DUE TO SPAM, SIGN-UP IS DISABLED. Goto Selfserve wiki signup and request an account.
Status
| State | Accepted |
| Discussion Thread | |
| Vote Thread | [LAZY,CONSENSUS] Example dags |
| Vote Result Thread | Re: [LAZY,CONSENSUS] Example dags |
| Progress Tracking (PR/GitHub Project/Issue Label) | Github Project "Airflow Examples Refurbish" |
| Date Created |
|
| Version Released | tbd. |
| Authors |
Motivation
Airflow Examples have been grown in number and focus over the past years. They purpose multiple things:
- Serve as tutorials to learn Airflow DAG implementation
- Serve with code snippets for documentation
- Serve for testing the setup
- (some) service for CI integration testing
Some example DAGs are in a good quality, some are not following best practices. Current examples do not follow a structure.
There are example DAGs contained in the Airflow core (currently pushed to standard provider/example_dags) as well as there are more examples in other providers. But examples from other providers are lot loaded automatically.
So in the Airflow 3 Dev Calls there was a demand named to clean-up and optimize example DAGs.
Considerations / Targets
- The number of examples should be reduced to 20-30
- If possible examples from docs should be represented in examples. Some code examples which are stand-alone in code should be moved into examples if possible.

= DESCRIPTION OF THE TASK =
Retype the entire wiki page on refurbishing the Airflow example DAGs, keeping every line identical to the original. Rely solely on the wiki page above.

= Raw records =
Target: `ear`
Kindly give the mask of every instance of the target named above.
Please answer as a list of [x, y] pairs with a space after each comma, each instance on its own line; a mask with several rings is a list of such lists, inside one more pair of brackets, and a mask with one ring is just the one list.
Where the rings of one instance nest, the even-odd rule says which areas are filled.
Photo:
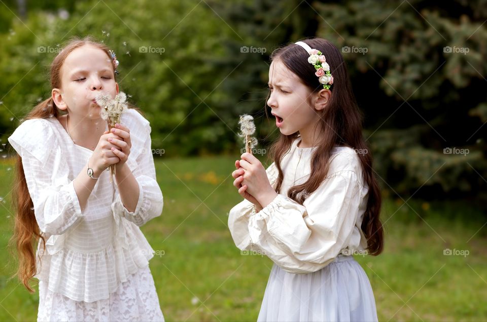
[[331, 98], [331, 91], [323, 89], [315, 95], [315, 109], [320, 111], [325, 109]]
[[53, 89], [51, 91], [51, 96], [52, 97], [52, 100], [54, 104], [59, 108], [59, 109], [67, 109], [67, 105], [62, 98], [62, 95], [61, 94], [61, 90], [58, 88]]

= RESULT FOR THIS EXERCISE =
DUE TO SPAM, SIGN-UP IS DISABLED. Goto Selfserve wiki signup and request an account.
Status
| State | Accepted |
| Discussion Thread | |
| Vote Thread | [LAZY,CONSENSUS] Example dags |
| Vote Result Thread | Re: [LAZY,CONSENSUS] Example dags |
| Progress Tracking (PR/GitHub Project/Issue Label) | Github Project "Airflow Examples Refurbish" |
| Date Created |
|
| Version Released | tbd. |
| Authors |
Motivation
Airflow Examples have been grown in number and focus over the past years. They purpose multiple things:
- Serve as tutorials to learn Airflow DAG implementation
- Serve with code snippets for documentation
- Serve for testing the setup
- (some) service for CI integration testing
Some example DAGs are in a good quality, some are not following best practices. Current examples do not follow a structure.
There are example DAGs contained in the Airflow core (currently pushed to standard provider/example_dags) as well as there are more examples in other providers. But examples from other providers are lot loaded automatically.
So in the Airflow 3 Dev Calls there was a demand named to clean-up and optimize example DAGs.
Considerations / Targets
- The number of examples should be reduced to 20-30
- If possible examples from docs should be represented in examples. Some code examples which are stand-alone in code should be moved into examples if possible.